Exercise prompt
Start at the line containing "Q: Point at the tractor" and transcribe every line exactly through the end of the records below, and only those lines.

Record extracts

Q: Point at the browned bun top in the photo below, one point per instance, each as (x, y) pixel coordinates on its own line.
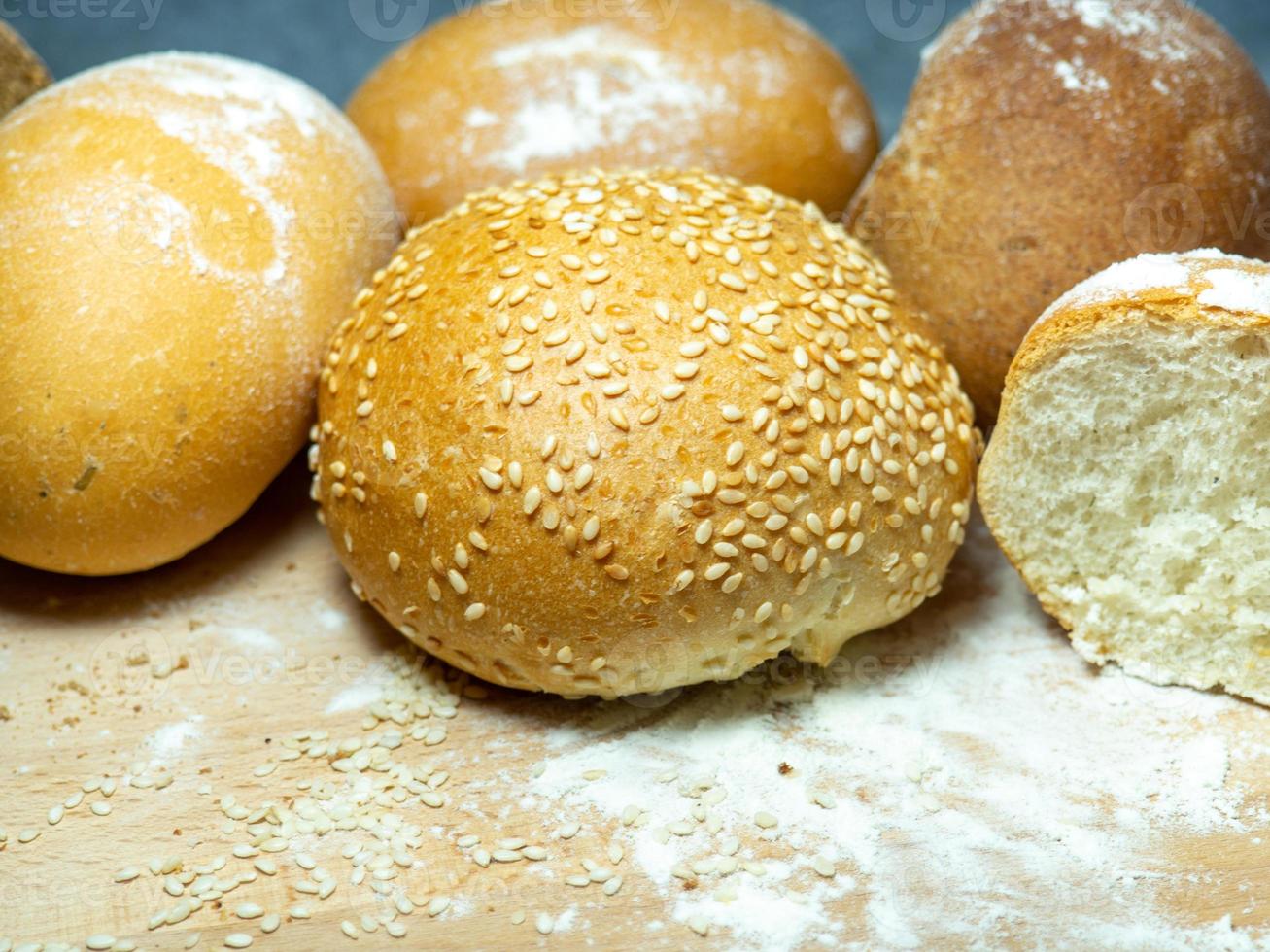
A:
(21, 73)
(507, 90)
(625, 431)
(1049, 139)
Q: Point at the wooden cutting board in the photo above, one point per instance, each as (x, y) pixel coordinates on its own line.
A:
(189, 682)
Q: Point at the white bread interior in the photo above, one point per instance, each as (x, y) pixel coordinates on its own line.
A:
(1129, 479)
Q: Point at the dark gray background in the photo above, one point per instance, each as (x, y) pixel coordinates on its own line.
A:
(322, 42)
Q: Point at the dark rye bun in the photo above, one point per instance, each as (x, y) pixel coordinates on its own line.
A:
(21, 73)
(508, 90)
(1047, 140)
(624, 431)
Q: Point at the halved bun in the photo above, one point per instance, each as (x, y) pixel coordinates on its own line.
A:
(1128, 477)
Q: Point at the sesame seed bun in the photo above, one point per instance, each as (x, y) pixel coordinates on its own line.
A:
(1047, 140)
(1124, 475)
(625, 431)
(736, 86)
(179, 235)
(21, 73)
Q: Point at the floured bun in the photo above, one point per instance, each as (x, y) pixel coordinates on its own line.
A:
(1047, 140)
(517, 89)
(1126, 477)
(625, 431)
(179, 235)
(21, 73)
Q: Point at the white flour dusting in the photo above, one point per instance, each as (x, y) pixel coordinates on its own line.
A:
(172, 739)
(1237, 290)
(613, 85)
(968, 777)
(1205, 273)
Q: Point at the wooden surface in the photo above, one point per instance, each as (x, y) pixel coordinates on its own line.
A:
(274, 644)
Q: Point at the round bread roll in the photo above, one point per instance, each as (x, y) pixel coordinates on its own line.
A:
(1126, 475)
(731, 85)
(179, 235)
(21, 73)
(1047, 140)
(625, 431)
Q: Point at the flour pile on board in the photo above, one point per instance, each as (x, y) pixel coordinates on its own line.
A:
(962, 777)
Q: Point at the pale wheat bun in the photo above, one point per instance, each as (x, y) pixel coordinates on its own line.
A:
(507, 90)
(627, 431)
(179, 235)
(21, 73)
(1126, 477)
(1047, 140)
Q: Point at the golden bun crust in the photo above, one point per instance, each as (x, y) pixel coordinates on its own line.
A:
(625, 431)
(1047, 140)
(1192, 289)
(736, 86)
(21, 73)
(179, 235)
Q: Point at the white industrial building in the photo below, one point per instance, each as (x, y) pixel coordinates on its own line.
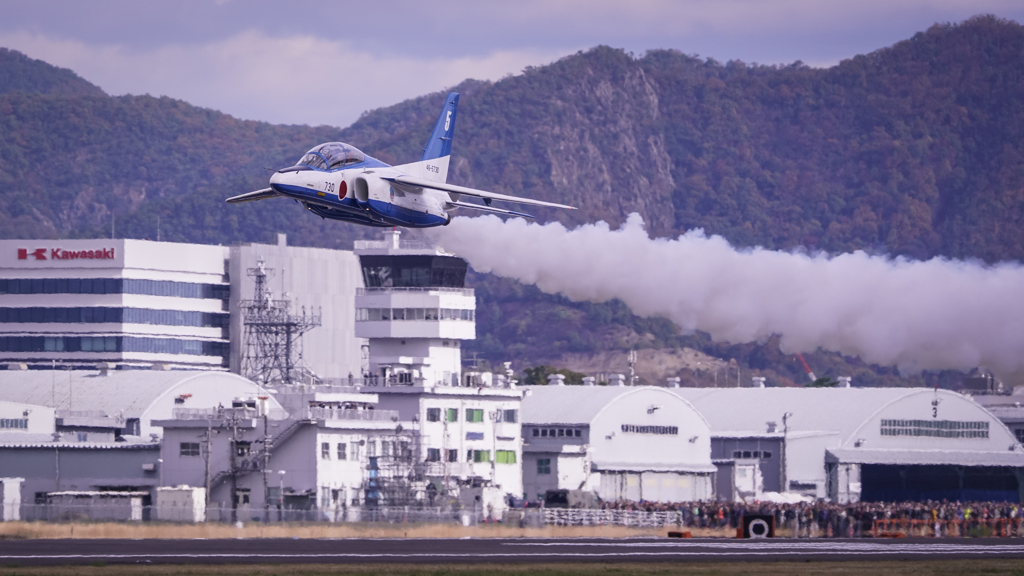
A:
(851, 444)
(123, 301)
(623, 443)
(85, 432)
(415, 311)
(328, 451)
(312, 280)
(135, 303)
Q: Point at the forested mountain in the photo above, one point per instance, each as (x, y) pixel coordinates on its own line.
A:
(914, 150)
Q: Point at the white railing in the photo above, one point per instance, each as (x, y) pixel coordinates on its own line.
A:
(385, 289)
(357, 415)
(588, 517)
(80, 414)
(213, 413)
(389, 245)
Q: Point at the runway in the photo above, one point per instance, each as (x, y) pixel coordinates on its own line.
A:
(50, 552)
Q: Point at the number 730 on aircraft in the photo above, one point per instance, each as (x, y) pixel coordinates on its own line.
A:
(336, 180)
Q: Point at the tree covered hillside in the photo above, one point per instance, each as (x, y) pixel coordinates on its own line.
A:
(913, 150)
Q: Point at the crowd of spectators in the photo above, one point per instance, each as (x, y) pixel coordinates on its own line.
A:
(853, 520)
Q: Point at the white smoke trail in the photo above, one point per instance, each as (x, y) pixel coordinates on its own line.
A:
(938, 314)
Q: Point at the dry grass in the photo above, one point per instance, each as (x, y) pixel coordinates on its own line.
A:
(41, 530)
(907, 568)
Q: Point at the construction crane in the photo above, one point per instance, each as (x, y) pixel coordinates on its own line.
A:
(807, 368)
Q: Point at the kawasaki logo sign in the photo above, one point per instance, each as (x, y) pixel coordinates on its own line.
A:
(61, 254)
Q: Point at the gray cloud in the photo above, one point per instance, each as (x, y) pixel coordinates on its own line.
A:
(938, 314)
(248, 57)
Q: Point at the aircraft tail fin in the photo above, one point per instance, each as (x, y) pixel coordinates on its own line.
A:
(439, 145)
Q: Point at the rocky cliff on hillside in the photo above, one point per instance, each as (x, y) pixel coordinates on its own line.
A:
(914, 150)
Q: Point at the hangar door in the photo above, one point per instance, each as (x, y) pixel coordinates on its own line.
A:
(887, 483)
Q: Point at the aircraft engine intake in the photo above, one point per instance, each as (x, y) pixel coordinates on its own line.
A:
(370, 188)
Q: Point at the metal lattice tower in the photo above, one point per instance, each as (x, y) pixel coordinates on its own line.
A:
(271, 334)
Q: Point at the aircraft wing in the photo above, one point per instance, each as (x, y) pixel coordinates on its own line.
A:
(486, 196)
(487, 209)
(250, 196)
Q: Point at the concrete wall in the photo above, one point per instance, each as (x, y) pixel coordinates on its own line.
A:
(79, 467)
(314, 278)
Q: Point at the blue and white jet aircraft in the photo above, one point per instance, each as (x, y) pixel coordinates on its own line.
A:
(336, 180)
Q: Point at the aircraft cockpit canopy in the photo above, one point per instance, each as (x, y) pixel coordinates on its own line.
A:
(332, 156)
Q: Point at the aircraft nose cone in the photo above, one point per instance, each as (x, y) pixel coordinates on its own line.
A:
(279, 178)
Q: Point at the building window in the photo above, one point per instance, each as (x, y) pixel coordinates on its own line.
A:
(935, 428)
(751, 454)
(544, 465)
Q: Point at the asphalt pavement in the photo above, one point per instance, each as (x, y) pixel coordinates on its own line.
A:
(50, 552)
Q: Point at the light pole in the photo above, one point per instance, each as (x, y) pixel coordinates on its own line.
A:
(281, 495)
(785, 430)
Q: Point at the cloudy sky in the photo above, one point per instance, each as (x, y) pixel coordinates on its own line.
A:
(328, 62)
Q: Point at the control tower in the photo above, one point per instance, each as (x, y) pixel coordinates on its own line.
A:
(415, 311)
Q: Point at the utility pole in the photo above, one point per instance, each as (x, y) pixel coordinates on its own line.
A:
(209, 448)
(266, 461)
(785, 434)
(233, 456)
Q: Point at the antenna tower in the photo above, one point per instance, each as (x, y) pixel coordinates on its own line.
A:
(271, 334)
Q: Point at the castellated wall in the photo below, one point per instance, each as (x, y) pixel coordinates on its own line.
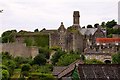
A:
(19, 49)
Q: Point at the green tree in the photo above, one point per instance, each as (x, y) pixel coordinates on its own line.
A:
(10, 65)
(56, 56)
(29, 41)
(36, 30)
(116, 58)
(67, 59)
(8, 36)
(93, 61)
(25, 67)
(110, 24)
(103, 24)
(89, 26)
(96, 25)
(39, 59)
(5, 75)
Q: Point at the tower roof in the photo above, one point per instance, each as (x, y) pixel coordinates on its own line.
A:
(61, 28)
(76, 14)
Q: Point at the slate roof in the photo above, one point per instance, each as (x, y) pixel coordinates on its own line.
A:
(99, 71)
(88, 31)
(65, 70)
(58, 69)
(107, 40)
(116, 27)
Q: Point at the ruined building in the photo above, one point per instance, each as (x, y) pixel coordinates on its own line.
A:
(74, 38)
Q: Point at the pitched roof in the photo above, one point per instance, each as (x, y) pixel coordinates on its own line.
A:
(61, 28)
(62, 71)
(58, 69)
(69, 68)
(99, 71)
(88, 31)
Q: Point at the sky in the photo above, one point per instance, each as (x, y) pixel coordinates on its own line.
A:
(31, 14)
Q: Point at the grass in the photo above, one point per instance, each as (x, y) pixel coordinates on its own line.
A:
(16, 73)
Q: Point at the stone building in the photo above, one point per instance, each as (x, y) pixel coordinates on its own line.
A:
(19, 49)
(75, 38)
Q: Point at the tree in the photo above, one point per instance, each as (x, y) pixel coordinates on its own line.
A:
(8, 36)
(11, 66)
(56, 56)
(39, 59)
(89, 26)
(110, 24)
(116, 58)
(25, 67)
(5, 75)
(93, 61)
(67, 59)
(96, 25)
(103, 24)
(36, 30)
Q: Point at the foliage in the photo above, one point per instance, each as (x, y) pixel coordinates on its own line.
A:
(56, 56)
(42, 41)
(103, 24)
(29, 41)
(5, 75)
(10, 65)
(110, 24)
(6, 55)
(82, 57)
(25, 67)
(36, 30)
(67, 59)
(39, 59)
(8, 36)
(45, 52)
(96, 25)
(42, 76)
(72, 29)
(89, 26)
(93, 61)
(116, 58)
(21, 60)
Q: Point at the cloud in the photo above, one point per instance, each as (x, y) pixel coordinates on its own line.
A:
(32, 14)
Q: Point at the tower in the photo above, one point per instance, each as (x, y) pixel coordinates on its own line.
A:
(76, 18)
(119, 12)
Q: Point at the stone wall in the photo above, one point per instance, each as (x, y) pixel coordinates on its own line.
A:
(19, 49)
(99, 56)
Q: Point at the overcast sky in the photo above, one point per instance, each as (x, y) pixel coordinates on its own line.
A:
(31, 14)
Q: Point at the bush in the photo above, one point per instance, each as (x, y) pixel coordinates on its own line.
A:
(5, 75)
(67, 59)
(26, 67)
(116, 58)
(93, 61)
(39, 59)
(56, 56)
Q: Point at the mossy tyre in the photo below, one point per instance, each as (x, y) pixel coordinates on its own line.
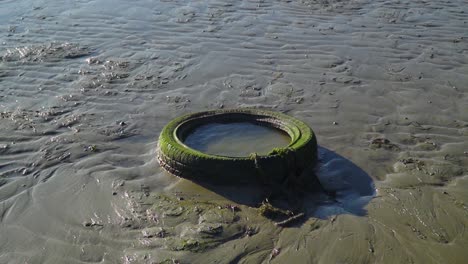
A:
(183, 161)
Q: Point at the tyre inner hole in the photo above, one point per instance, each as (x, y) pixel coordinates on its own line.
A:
(236, 139)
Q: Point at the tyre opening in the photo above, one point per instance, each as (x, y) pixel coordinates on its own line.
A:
(236, 139)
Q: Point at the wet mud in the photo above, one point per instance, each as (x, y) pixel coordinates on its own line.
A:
(86, 87)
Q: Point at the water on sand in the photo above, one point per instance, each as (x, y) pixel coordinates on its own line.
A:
(86, 86)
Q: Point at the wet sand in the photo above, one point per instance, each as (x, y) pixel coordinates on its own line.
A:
(86, 87)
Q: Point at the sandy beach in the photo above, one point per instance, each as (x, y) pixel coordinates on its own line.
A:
(86, 87)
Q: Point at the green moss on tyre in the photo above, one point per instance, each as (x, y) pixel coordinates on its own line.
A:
(183, 161)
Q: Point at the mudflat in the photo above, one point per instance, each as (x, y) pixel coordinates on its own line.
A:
(86, 87)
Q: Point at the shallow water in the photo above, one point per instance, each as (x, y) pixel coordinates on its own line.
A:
(86, 86)
(236, 139)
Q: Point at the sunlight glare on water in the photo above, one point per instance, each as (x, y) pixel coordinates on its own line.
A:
(236, 139)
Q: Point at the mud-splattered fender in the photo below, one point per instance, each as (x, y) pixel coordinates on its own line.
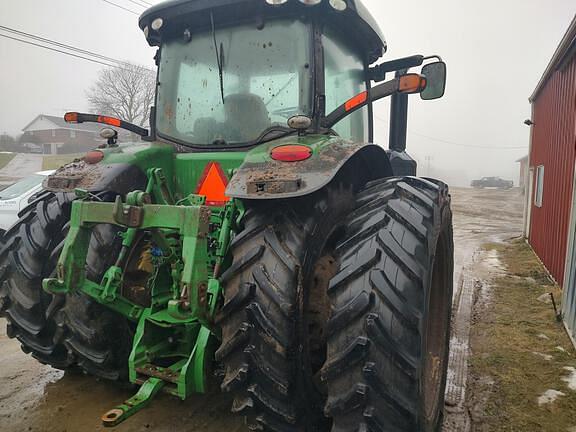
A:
(122, 170)
(260, 177)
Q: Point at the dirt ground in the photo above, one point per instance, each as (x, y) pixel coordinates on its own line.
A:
(522, 368)
(34, 397)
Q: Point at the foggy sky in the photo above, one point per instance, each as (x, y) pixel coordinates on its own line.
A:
(496, 52)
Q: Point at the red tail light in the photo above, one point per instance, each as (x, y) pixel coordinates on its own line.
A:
(93, 157)
(213, 185)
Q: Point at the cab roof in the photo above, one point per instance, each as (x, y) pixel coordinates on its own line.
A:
(355, 22)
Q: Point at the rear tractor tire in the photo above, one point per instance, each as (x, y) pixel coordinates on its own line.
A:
(61, 331)
(266, 350)
(388, 335)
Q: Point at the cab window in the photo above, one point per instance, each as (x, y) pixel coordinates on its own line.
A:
(344, 78)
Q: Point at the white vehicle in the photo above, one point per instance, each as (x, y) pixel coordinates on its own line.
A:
(17, 196)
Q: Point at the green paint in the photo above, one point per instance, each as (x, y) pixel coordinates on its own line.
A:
(189, 249)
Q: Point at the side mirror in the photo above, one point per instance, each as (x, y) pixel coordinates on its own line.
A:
(435, 74)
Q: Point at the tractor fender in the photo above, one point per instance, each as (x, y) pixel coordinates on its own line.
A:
(262, 178)
(114, 177)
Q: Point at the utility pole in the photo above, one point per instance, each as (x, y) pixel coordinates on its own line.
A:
(428, 162)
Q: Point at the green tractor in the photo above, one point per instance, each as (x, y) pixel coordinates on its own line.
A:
(253, 235)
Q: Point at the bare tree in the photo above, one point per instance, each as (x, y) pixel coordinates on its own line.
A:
(126, 92)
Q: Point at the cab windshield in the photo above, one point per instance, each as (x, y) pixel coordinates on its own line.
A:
(266, 79)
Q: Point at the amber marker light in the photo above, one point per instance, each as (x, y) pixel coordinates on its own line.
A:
(411, 83)
(71, 117)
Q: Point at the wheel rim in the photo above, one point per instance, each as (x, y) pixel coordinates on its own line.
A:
(436, 335)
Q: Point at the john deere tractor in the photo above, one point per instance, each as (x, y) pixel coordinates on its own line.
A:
(254, 233)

Task output
Q: Point at the tractor fender in the photo above, one point per instance, each as (x, y) pixel coordinates on its own line.
A:
(262, 178)
(114, 177)
Q: Point at the utility pole in the photo above, one point per instance, each as (x, y) pixel coordinates on its own line.
A:
(428, 162)
Q: Point at the green tractor in the photo above, one point per instance, each as (x, y) pixel coordinates on its own line.
A:
(253, 235)
Q: Point at the bare tree in the photo above, one point per instance, each as (x, y) pixel coordinates on its own line.
A:
(126, 92)
Q: Point at the cab windshield in the photo above, one point per instance, each as (x, y) pixel coordinates on its own line.
A:
(266, 79)
Q: Point at the amber marker light in the photo above, one point per instance, each as (x, y) pixel coordinates on its own line.
A:
(411, 83)
(71, 117)
Q: Point at the wheel rim in the photo above, one point per instance, each as (x, y) pixel coordinates on its own line.
A:
(436, 335)
Q: Point at the john deere tractor in the photo above, one point per instance, each as (x, y) pixel coordinates on its own line.
A:
(254, 233)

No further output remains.